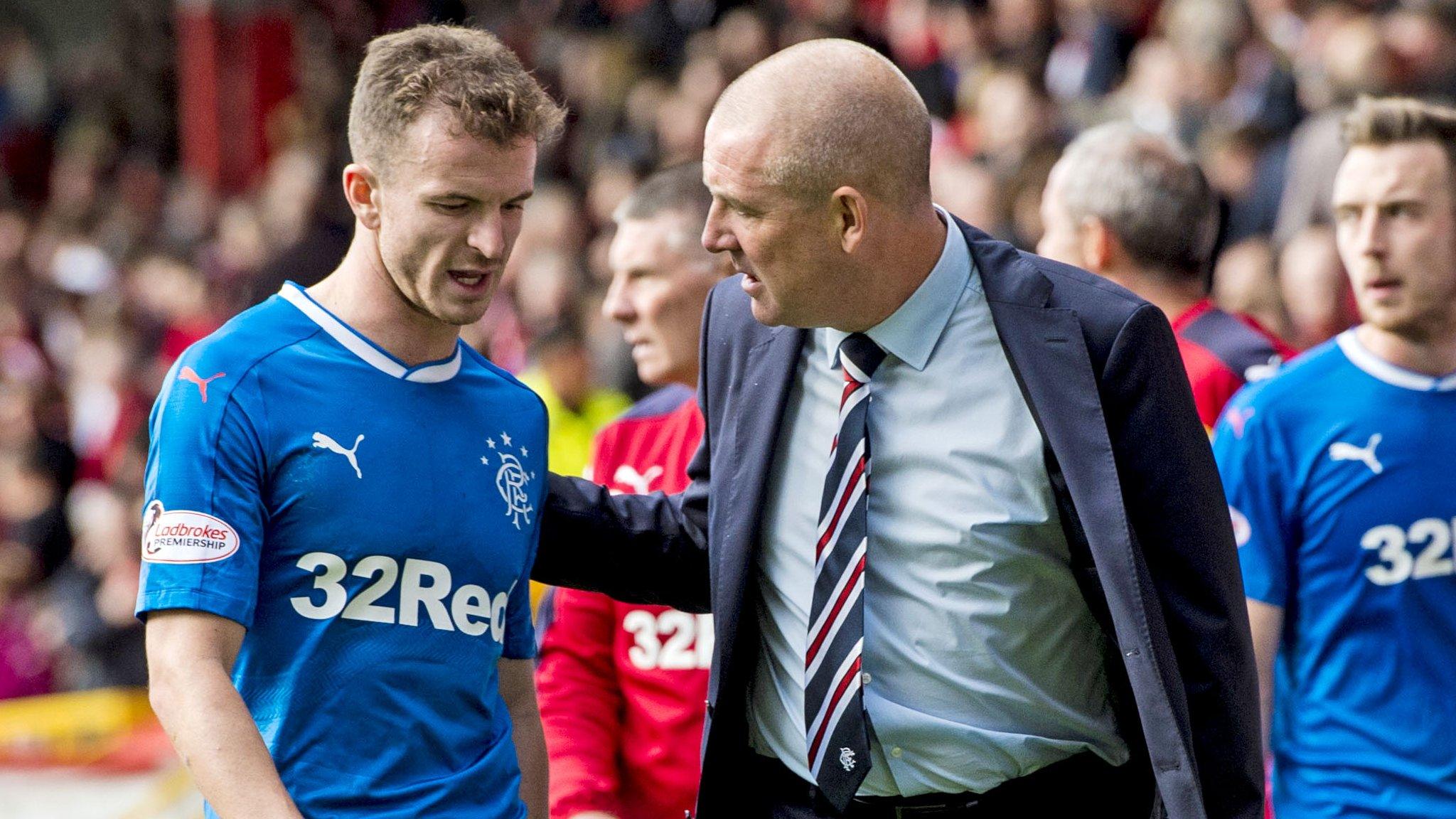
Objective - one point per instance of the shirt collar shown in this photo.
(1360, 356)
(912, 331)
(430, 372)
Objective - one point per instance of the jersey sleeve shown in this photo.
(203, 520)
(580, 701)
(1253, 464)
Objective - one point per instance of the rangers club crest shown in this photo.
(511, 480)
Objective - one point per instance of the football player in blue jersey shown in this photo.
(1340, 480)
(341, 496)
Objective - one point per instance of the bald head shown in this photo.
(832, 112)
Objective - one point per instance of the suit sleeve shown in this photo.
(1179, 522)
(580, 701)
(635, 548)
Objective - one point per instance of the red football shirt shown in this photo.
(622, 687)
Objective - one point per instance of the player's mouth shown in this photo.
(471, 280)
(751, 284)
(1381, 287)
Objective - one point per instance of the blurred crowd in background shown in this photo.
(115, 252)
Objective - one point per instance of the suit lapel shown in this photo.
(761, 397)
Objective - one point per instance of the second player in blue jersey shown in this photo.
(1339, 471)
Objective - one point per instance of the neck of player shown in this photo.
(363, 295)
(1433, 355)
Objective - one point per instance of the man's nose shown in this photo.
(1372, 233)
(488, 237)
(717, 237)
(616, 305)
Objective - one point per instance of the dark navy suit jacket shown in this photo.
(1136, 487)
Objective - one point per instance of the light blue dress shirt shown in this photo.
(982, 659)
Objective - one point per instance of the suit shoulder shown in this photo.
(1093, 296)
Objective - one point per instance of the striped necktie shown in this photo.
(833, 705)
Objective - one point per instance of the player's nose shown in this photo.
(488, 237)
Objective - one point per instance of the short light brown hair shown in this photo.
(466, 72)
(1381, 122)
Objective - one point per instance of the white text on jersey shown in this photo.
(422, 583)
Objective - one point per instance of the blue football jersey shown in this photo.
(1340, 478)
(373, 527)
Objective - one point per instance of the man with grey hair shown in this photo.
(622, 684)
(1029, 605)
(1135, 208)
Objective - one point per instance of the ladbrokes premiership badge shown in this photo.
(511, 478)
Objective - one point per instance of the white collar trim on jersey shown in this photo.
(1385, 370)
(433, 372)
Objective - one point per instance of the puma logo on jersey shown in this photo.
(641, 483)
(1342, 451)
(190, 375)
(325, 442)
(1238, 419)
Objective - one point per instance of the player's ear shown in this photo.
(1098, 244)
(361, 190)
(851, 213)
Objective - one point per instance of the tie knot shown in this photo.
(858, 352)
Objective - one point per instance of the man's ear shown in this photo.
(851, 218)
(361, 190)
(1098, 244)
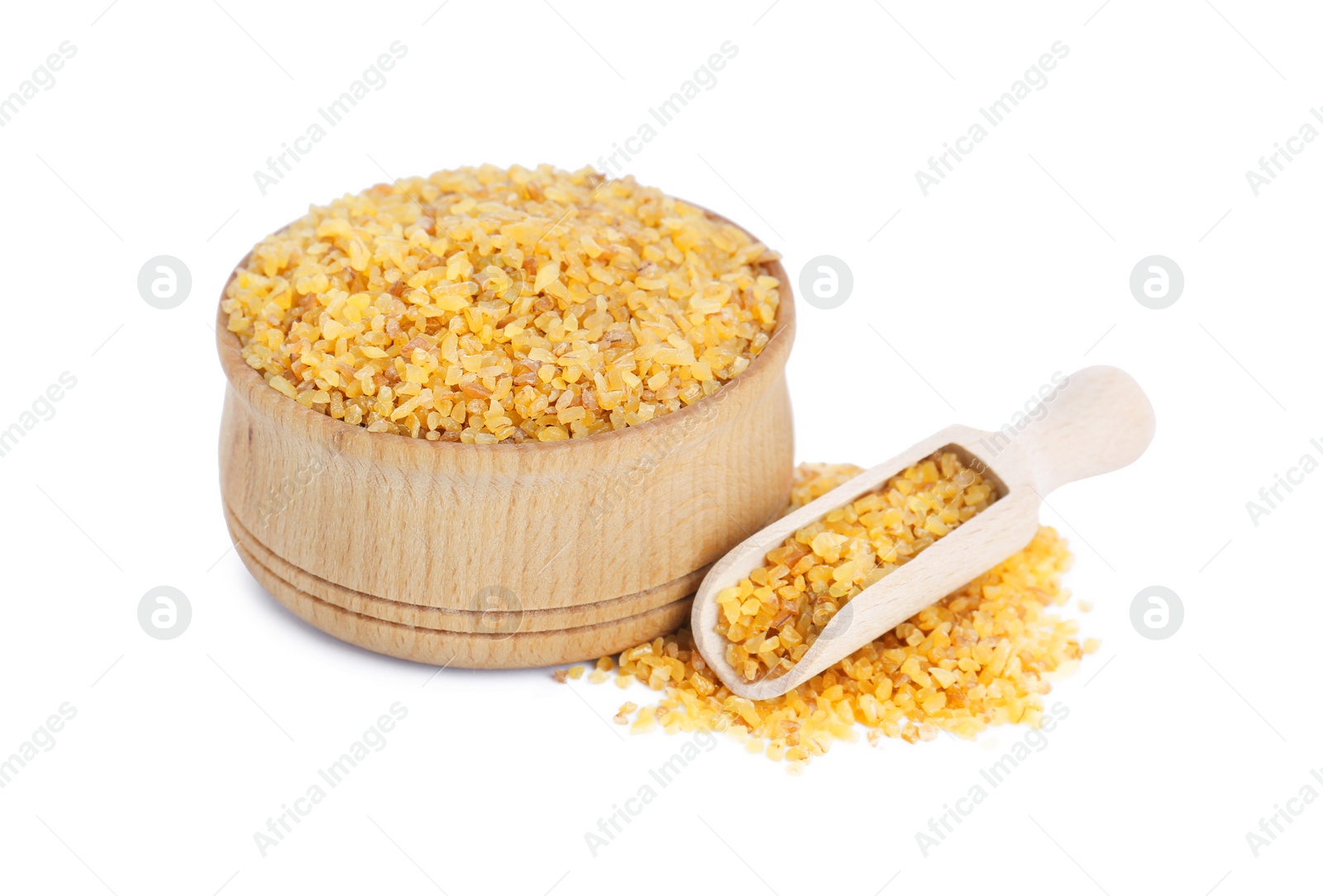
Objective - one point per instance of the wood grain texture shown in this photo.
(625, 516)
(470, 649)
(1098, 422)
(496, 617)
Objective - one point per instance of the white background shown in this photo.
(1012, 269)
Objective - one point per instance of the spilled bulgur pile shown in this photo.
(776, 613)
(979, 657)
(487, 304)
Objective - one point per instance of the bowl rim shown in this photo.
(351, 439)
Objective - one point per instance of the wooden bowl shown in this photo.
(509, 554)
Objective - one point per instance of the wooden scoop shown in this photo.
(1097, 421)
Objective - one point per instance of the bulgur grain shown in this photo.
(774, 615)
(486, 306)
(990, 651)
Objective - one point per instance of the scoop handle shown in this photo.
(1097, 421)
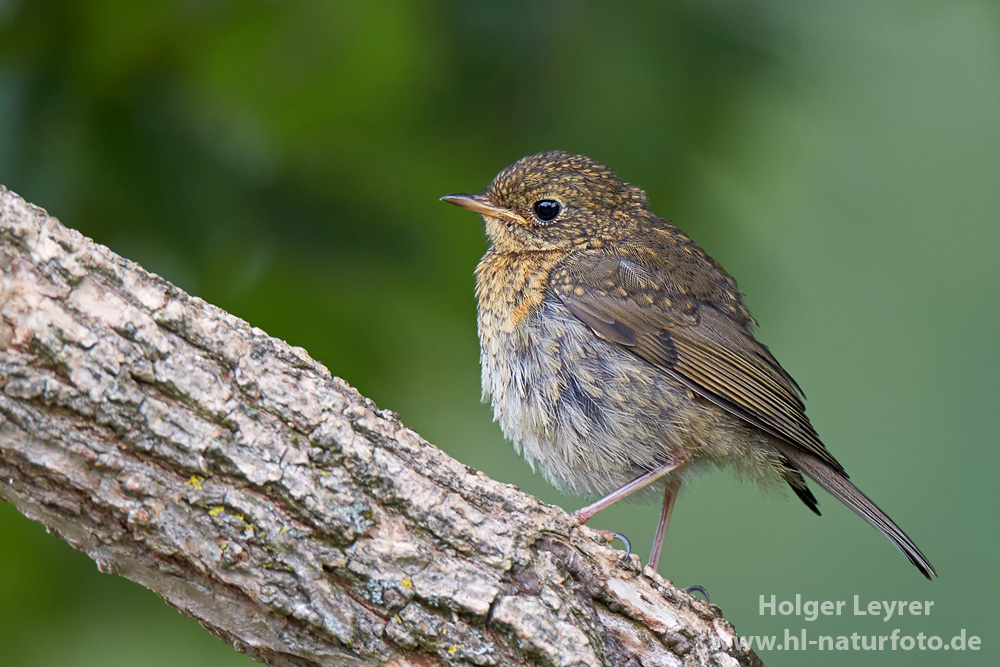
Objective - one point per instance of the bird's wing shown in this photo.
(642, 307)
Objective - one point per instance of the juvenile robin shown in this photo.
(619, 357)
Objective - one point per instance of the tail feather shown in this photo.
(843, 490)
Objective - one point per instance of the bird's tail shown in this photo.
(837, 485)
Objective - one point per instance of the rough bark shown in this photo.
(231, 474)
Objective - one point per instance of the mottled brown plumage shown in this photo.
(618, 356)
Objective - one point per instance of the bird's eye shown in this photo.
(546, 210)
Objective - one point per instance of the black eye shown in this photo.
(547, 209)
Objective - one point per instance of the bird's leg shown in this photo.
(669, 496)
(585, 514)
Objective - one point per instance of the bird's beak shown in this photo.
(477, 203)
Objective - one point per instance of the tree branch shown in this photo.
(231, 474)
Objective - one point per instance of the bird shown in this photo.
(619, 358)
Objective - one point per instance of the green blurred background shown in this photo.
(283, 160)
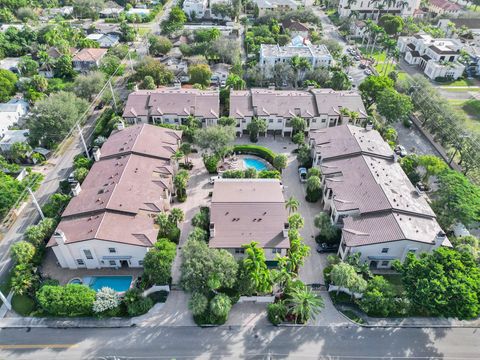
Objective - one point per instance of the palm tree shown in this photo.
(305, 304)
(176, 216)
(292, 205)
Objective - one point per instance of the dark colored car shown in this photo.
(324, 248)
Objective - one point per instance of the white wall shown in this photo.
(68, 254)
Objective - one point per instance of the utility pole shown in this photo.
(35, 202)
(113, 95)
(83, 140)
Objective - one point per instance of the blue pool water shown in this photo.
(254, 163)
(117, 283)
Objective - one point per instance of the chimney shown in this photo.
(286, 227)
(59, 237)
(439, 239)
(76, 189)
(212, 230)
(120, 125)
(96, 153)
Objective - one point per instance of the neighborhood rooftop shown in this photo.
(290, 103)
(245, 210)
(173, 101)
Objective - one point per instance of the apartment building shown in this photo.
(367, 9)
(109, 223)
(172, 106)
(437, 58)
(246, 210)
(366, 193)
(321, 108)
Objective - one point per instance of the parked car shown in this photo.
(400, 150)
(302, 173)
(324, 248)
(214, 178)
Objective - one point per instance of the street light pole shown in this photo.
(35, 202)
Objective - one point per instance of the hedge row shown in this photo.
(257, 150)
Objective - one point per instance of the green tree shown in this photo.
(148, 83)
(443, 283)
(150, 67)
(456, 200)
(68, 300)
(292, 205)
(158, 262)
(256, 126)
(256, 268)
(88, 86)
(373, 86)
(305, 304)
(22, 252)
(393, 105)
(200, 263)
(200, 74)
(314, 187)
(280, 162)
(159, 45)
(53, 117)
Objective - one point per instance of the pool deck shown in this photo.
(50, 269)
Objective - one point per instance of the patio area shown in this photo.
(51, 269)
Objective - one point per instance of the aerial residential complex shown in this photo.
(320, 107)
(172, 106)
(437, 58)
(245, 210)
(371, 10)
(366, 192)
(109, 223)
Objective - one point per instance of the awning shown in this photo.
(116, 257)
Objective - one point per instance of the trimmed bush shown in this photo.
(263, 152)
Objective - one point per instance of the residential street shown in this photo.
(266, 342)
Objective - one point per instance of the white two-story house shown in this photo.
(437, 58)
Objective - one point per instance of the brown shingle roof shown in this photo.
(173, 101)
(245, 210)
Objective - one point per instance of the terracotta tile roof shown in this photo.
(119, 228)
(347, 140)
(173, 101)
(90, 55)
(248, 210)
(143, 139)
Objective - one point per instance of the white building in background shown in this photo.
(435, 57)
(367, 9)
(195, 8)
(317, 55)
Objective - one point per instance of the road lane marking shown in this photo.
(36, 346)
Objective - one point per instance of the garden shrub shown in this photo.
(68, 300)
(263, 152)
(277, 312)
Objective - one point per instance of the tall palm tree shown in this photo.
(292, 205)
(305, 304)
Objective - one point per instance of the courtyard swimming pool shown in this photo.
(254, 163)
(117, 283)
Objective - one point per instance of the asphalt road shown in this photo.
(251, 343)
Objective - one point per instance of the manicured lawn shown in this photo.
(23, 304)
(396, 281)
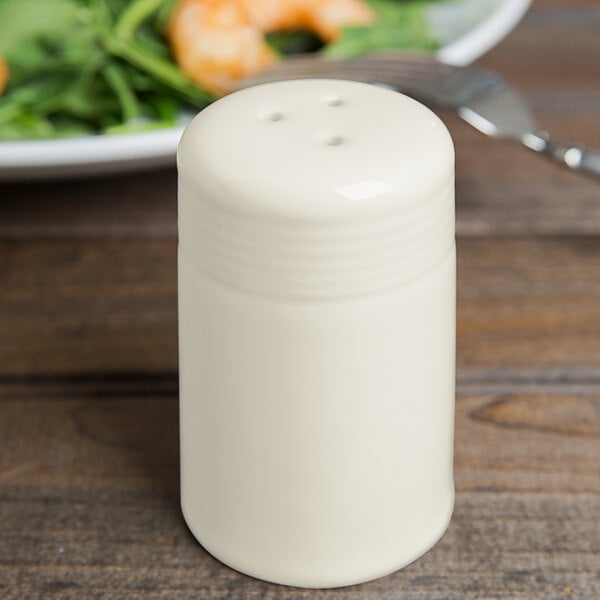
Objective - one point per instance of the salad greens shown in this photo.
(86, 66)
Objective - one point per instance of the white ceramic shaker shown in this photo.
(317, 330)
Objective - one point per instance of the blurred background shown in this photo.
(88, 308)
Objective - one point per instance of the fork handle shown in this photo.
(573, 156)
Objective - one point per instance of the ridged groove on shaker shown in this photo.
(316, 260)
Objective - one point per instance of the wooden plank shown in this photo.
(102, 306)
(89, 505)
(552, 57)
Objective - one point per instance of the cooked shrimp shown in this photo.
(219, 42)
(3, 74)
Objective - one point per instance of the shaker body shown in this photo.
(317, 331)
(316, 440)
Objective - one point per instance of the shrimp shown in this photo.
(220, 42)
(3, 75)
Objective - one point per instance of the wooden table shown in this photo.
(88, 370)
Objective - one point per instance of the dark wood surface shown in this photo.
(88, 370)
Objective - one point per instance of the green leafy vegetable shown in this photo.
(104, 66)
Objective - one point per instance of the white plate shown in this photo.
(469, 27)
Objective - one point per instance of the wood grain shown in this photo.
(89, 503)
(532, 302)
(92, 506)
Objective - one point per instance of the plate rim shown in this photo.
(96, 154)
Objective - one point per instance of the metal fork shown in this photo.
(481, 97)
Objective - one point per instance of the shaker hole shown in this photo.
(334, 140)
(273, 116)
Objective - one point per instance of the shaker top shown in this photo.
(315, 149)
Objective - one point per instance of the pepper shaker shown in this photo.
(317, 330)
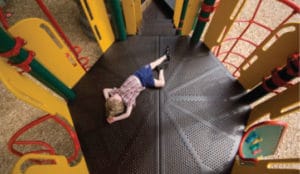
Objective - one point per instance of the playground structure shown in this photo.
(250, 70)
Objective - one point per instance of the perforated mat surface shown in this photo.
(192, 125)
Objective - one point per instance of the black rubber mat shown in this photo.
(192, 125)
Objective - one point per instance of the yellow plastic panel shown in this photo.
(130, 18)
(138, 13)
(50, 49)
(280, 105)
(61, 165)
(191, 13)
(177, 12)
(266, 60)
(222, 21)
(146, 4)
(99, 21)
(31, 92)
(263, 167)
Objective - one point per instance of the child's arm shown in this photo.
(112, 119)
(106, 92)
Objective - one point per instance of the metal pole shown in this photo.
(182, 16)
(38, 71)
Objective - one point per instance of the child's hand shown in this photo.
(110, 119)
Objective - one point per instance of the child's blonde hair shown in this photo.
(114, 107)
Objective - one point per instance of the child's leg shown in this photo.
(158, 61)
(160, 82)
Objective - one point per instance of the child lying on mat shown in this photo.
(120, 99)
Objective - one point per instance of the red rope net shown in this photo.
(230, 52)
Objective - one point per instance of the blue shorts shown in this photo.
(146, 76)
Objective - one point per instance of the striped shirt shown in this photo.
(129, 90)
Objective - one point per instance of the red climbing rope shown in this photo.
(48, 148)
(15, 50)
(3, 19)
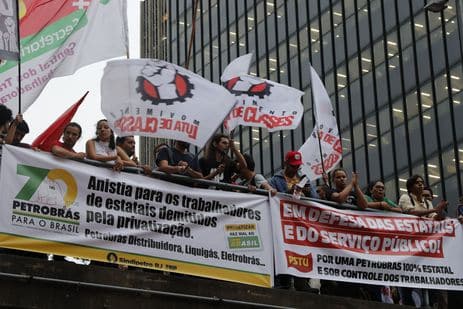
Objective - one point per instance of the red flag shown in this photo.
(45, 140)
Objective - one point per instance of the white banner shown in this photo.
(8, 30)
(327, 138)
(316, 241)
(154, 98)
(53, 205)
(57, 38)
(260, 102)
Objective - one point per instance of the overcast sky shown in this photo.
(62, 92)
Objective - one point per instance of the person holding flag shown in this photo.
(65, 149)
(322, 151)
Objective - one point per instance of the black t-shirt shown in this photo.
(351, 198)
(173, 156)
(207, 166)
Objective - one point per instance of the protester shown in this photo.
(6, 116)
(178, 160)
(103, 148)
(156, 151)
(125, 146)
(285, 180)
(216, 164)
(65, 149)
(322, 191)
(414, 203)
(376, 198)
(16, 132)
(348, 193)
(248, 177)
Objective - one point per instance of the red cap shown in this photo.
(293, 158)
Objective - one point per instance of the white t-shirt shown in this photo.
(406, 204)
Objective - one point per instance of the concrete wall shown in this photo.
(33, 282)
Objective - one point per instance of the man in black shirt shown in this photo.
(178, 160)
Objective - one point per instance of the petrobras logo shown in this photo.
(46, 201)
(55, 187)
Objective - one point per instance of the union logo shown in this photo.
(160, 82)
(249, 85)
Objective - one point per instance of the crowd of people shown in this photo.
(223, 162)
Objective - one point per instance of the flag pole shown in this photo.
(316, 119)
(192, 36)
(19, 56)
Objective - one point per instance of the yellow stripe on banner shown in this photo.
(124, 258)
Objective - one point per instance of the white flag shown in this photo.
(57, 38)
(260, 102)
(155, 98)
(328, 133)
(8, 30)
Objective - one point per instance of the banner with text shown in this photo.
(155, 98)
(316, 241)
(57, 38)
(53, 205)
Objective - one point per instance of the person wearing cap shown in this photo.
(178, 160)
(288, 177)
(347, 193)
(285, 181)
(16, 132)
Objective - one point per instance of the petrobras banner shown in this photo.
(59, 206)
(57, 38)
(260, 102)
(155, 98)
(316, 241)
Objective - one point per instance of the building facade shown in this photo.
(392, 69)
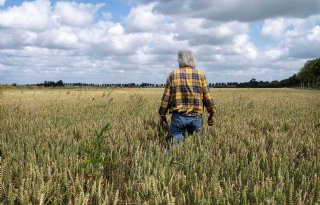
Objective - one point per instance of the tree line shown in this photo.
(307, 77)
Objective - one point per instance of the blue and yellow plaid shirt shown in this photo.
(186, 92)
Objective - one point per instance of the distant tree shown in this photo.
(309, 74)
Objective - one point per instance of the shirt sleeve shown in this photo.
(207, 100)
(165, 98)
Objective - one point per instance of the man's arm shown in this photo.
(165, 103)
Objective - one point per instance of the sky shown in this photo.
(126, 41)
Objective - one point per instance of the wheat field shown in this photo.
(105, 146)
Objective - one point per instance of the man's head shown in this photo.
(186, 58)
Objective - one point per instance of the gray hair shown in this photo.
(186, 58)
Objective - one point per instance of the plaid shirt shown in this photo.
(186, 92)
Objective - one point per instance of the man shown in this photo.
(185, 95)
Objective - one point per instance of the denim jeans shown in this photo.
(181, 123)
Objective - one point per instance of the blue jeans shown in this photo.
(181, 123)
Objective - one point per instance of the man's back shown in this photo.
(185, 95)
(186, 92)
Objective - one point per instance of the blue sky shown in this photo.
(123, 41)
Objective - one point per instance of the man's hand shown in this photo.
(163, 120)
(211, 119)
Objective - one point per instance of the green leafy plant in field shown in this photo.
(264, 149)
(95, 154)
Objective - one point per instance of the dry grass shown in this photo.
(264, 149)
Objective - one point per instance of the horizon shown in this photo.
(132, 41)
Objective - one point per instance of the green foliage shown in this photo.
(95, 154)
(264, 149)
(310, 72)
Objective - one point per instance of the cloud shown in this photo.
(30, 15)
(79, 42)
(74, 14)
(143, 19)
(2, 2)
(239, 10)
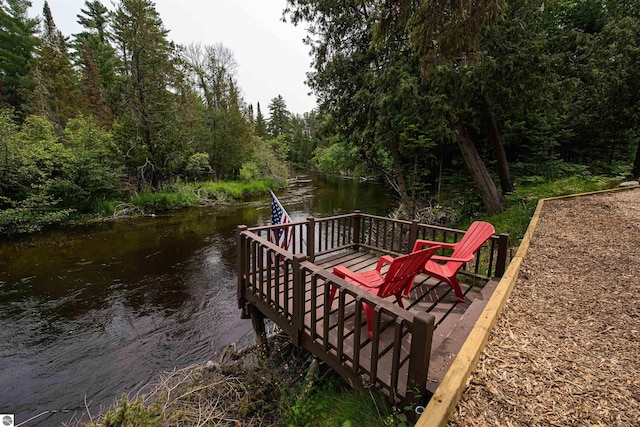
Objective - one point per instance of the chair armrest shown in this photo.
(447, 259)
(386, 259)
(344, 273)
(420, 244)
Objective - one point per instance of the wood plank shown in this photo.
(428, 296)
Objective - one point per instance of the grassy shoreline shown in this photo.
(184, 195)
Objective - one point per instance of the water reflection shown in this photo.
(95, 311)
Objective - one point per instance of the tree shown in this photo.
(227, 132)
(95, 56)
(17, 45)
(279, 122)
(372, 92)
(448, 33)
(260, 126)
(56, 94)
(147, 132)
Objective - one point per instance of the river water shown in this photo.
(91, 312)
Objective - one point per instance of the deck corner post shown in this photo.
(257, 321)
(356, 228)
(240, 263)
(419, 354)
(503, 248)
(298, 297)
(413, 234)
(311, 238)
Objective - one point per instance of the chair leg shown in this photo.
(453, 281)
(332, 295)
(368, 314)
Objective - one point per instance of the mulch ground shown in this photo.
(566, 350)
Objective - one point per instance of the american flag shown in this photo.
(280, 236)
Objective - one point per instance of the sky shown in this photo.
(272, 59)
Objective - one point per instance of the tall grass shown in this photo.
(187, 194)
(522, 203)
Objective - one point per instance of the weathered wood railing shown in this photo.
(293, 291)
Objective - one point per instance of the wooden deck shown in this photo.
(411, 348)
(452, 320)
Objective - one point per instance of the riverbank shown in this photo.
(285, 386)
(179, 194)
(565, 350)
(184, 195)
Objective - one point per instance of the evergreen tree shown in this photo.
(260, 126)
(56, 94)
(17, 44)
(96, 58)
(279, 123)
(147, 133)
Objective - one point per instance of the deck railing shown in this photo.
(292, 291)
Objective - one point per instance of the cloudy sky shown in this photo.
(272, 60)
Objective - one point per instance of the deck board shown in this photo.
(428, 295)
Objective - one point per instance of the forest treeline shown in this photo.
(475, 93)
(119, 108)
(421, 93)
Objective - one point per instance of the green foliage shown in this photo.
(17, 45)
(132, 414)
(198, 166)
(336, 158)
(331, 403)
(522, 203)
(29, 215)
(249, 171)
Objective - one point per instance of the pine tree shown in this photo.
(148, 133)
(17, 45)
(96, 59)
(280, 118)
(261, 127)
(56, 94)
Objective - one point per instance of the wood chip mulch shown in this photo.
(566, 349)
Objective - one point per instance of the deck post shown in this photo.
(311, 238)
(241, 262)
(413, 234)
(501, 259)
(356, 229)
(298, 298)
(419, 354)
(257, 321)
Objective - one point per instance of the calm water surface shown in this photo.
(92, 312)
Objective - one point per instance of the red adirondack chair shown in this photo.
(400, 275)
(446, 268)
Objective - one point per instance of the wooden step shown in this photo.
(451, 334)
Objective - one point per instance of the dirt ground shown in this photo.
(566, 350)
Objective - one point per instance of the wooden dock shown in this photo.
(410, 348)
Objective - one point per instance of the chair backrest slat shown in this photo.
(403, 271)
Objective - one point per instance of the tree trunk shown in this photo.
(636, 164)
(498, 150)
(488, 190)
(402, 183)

• [What you should do]: Render the lines of the records starting at the line that contains "Objective - one point per instance of the ladbrokes" and ending at the line that contains "(1238, 419)" as a Markdown table with two columns, Entry No. and Text, one row per line with blank lines left out.

• [Full response]:
| Entry No. | Text |
|---|---|
| 1 | Objective - one point per instance of the ladbrokes premiership badge shown in this photo. |
| 2 | (511, 478) |
| 3 | Objective - one point per instance of the white collar trim on jersey shown in this photo. |
| 4 | (1385, 370) |
| 5 | (433, 372) |
| 6 | Objective - one point per instance of the puma logo on jersey shown in this photo. |
| 7 | (641, 483) |
| 8 | (1342, 451) |
| 9 | (190, 375) |
| 10 | (325, 442) |
| 11 | (1238, 419) |